Would You Destroy AI if You Had the Chance?
- article
- Agile Qualitative Research
- Qualitative Research
- AI
- Artificial Intelligence
The floorboards creak where moderators used to walk. Dust sits on the two-way glass. A chair is still pulled out from the viewing-room table, as if the researcher inside had stepped out for a coffee and never came back.
She moves through the corridor with the pace of someone who knows every room she’s passing. Twenty years of craft on her shoulders. A printout of her discussion guides covered in hand-written notes, tucked under one arm. She is a former senior at a big agency, now a one-person operation. An independent research hero.
In the basement, she finds the terminal. Grey steel and a single glowing red button. Press it, and AI – every model, platform, tool – vanishes from the world of research.
She imagines what might happen if she does: The viewing facility upstairs fills up again. Real participants, real conversations, real meaning made in the room. Mid-career researchers develop with the core skills of the craft. No more AI vendor hype on LinkedIn about the next platform to remove the need for humans. “Good enough” research stops being good enough.

_Activity_
Carry on the story above about the researcher and the red button, picking up after its final sentence. The listing after this point comes from a separate source.

_Data section_
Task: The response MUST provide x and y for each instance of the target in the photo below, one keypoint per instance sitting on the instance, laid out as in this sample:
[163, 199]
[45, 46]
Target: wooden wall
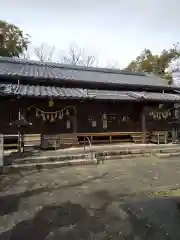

_Solved problem_
Her finger hovers…
This article covers part of the webinar “Independent Researchers & AI: Transformation, Trade-offs, and the Road Ahead”, which was part of The Next Generation Insights Summit held in April of 2026. Rewatch the entire webinar here:
Independent Researchers & AI: Transformation, Trade-offs, and the Road Ahead
For many of us researchers (both independent and agency side), the rise of AI can feel like what I call the “Uber paradox”. In that, Uber drivers embrace the platform’s AI-powered routing and the limitless supply of customers, even though the company’s stated ambition is to replace them with fully autonomous cars. Using AI in research can feel similar: the more we use it, the better it gets. The better it gets, the more it feels like it’s going to replace us with fully autonomous self-researching AI.
In the context of this pressure we are under, I was delighted to chair a discussion hosted by Insight Platforms, with three brilliant independent researchers, all about their use of and feelings towards AI. This was part of The Next Generation Insights Summit 2026.
I put the question to the panel: If you could press a button that removed AI from the research industry, would you?
The 80 attendees voted first: 19% would press it, 71% wouldn’t, and 11% weren’t sure. Here’s what the Indies said.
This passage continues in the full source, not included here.